**Exercise goal**
Gather every line of the material below that contains the string "photograph", treating uppercase and lowercase letters as distinct.
# Start of Data for processing
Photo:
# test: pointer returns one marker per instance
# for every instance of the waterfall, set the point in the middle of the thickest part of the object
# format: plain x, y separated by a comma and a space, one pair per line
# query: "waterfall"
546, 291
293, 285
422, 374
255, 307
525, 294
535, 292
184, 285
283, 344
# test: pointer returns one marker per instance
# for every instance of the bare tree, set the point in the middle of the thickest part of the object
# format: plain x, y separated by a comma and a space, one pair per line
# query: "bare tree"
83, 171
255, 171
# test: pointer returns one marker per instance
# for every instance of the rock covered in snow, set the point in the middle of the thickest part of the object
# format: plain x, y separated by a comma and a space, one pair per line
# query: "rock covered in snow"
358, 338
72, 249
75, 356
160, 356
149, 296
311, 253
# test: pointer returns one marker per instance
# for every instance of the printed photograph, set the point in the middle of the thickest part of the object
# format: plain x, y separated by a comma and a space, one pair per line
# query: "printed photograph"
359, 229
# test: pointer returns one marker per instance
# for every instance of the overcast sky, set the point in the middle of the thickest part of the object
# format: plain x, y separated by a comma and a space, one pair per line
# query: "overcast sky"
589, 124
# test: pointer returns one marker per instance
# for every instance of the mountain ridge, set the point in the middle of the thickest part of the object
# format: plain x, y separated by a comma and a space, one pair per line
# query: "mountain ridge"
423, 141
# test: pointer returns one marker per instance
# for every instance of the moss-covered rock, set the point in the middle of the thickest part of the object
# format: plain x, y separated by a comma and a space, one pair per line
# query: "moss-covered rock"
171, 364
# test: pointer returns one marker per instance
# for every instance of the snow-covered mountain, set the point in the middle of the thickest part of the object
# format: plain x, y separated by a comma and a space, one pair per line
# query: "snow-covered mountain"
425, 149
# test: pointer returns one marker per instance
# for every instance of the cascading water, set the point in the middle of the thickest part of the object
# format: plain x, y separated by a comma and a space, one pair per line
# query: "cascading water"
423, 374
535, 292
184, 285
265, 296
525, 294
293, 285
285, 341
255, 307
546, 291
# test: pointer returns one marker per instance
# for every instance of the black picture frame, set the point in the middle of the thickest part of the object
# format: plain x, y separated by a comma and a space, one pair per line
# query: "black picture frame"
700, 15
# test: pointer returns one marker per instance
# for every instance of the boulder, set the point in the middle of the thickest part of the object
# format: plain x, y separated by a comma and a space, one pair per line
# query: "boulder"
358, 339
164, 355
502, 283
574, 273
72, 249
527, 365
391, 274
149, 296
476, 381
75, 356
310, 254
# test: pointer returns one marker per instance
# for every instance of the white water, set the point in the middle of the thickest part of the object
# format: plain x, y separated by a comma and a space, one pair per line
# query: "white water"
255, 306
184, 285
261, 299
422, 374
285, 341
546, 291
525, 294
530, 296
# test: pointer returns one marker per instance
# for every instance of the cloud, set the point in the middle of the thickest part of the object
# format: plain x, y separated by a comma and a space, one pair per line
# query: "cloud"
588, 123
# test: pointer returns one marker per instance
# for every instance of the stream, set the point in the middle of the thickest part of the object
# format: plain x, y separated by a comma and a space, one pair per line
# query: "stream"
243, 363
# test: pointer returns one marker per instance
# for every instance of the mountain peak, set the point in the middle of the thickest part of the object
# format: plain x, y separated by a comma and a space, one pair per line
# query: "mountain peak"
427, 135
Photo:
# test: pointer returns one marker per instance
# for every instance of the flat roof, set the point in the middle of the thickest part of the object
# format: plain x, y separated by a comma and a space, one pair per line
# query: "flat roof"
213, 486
# End of Data for processing
**Solved problem**
# for every instance of the printed photograph, set the point in the middle of the thickest part of the object
# query: "printed photograph"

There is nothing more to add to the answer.